[Document text]
----

Share your dilemmas and get honest opinions from other Mumsnetters.

Workplace gossip - Do I have a right to complain?

85 replies

Intentionallyvauge · 24/10/2025 19:38

I work for a large company with lots of different departments.

Someone in another department to me is very vaguely connected to me through family. In-law of in-laws, that type of thing. I know his face and name and that's about it. Can't even remember the name of his wife or kids. He passes through my office sometimes and I always say hello, how are you, just pleasantries. I sometimes see him outside of work at extended family events.

This person has heard some information about me through the family grapevine. Pretty personal stuff such as the fact that my daughter is having problems since starting secondary school, that I had a health scare earlier this year, even some of the problems I've had in my marriage.

This has trickled back to me, and I'm really upset that colleagues have heard personal things about me that I haven't chosen to share myself. Some of the information he has shared isn't quite accurate either, or is told from a one-sided viewpoint. It seems he's told his entire department, enough for it to have spread out of his and into mine, anyway.

I feel as though I should bring this up with the person rather than go straight to someone senior, but I'm not really sure where I stand. Is just chatting about someone you know in the workplace OK? at what point is it not? It's not something I would do, but can I really do anything about it?

At what point does it become gossip and and what point does gossip become bullying?

I do hope that makes sense. I'm kind of dreading Monday, wondering if everyone has been gleefully discussing my marital issues in the pub 😄😭

And yes, I know I need to address the fact that family have clearly been gossiping about me too, but I know how to deal with that!

OP posts:
T1Dmama · 26/10/2025 12:07

I would go to your manager, or to his manager and complain about him gossiping.
could you make an anonymous complaint and make It sound like someone in his own team is complaining about the fact he’s gossiping about you and they find it very unprofessional and undermining of their trust in him? I only suggest this because of the added difficulty of a complaint coming from you then being fed back through your family…
Christ I would be going absolutely mental at my family for gossiping about me too!….

----

[Entries supplied]
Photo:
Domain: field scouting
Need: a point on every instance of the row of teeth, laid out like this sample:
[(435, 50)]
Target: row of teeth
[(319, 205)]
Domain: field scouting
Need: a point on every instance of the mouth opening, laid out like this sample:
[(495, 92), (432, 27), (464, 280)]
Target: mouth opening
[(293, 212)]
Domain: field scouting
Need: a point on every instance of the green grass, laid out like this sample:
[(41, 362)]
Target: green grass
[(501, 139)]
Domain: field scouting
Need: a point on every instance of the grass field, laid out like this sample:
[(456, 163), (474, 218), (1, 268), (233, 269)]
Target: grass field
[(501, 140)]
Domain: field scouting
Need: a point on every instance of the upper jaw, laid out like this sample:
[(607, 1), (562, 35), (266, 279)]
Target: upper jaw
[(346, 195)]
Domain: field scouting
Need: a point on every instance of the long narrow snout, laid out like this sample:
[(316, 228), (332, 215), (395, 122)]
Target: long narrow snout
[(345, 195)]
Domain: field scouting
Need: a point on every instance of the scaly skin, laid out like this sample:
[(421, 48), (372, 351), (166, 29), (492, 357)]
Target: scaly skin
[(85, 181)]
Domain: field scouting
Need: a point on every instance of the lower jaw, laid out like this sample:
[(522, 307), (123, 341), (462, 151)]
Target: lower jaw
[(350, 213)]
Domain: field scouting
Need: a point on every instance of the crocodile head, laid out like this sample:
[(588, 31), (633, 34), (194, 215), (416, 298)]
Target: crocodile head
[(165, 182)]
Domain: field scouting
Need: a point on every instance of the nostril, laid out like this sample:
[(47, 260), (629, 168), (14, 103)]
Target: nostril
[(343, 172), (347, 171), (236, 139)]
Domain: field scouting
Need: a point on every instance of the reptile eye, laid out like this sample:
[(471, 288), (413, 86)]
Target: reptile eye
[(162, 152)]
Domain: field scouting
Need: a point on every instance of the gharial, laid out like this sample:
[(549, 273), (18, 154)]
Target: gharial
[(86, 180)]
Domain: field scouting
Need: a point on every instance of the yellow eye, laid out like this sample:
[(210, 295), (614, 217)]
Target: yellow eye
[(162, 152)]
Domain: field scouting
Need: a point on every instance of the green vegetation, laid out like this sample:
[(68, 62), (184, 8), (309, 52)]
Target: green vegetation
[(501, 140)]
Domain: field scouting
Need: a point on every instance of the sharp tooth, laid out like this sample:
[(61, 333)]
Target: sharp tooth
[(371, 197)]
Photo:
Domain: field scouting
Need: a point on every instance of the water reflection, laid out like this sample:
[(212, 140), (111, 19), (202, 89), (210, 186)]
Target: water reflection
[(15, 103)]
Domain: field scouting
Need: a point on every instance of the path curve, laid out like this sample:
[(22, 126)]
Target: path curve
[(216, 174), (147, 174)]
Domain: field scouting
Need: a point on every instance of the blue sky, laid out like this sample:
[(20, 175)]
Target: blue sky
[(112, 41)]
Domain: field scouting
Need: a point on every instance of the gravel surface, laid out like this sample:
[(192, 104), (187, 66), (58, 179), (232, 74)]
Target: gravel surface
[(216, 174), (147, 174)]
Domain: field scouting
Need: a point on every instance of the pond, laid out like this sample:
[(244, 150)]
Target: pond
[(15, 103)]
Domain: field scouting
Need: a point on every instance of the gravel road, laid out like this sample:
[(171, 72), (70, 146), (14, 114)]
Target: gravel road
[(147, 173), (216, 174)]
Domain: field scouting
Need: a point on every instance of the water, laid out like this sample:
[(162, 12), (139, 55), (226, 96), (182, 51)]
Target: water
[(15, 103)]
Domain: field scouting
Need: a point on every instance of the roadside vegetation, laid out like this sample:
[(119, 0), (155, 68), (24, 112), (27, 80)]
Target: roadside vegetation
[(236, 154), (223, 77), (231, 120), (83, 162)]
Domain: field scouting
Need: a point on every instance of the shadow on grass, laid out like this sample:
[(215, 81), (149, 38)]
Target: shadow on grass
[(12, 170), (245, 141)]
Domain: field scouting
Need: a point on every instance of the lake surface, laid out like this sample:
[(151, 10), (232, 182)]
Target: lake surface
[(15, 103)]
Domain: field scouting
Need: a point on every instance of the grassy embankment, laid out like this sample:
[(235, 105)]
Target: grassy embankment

----

[Requirements]
a – In the forum post about workplace gossip, how is the man from the other department related to the poster?
b – Rewrite the paragraph of the forum post about workplace gossip that begins "This person has heard some information" as a short list of its main facts.
c – Take the forum thread about workplace gossip further from the point where it stops.

[Answers given]
a – He is very vaguely connected through family, an in-law of in-laws.

b –
- The man learned personal information about the poster through the family grapevine.
- It included the poster's daughter having problems since starting secondary school.
- It included a health scare the poster had earlier this year.
- It included some problems in the poster's marriage.

c –
he shouldn’t have even been privy to this information! I’ve had a couple of fallouts with my mother for this sort of thing… telling her something and asking her to keep it private, next thing I hear is she’s shared it in social media!! and I’m getting a message from someone I barely know offering sympathy! Or I bump into someone we all barely know and they say ‘oh your mum said ………, how are you!? Etc…..
It’s awful and I now deliberately withhold things from my mum which is very sad and isolates me somewhat… in the sense I have to suffer in silence.
if someone was gossiping about not only me, but more over my child’s struggles I would go fkn mental! I don’t think you owe any of them a private chat!!…… a complaint is not only justified but NEEDED!
I would also be addressing my team and telling them that the information they’ve received is not only very unprofessional to be being talked about but is also inaccurate and the source is very clearly not only misinformed but also very out of order!!… No doubt it will filter back the way it came to his team also! This is disgusting behaviour!…. What is he a 12 year old bully in the school playground!!
I hope work give him a formal warning! And warn all colleagues not to spread this shite!

Friendlygingercat · 26/10/2025 16:17

I would take a very serious view of this. Spreading malicious gossip is an offence under the harassment legislation and potentially a criminal offence. I would take the person one one side and give them a thorough dressing down. Unless they apologise and promise to cease this behaviour I would threaten a formal workplace grievance and a Cease and Desist from my solicitor. I can come across as a very scary lady when I need to.

IThoughtIdHeardItAll · 26/10/2025 19:32

How awful for you. He’s a complete creep and a nasty gossip. He knows full well you work there; any decent grown up would not do that. Definitely HR and don’t give it a second thought. It’s only what he deserves and clearly needs! Unprofessional in the extreme.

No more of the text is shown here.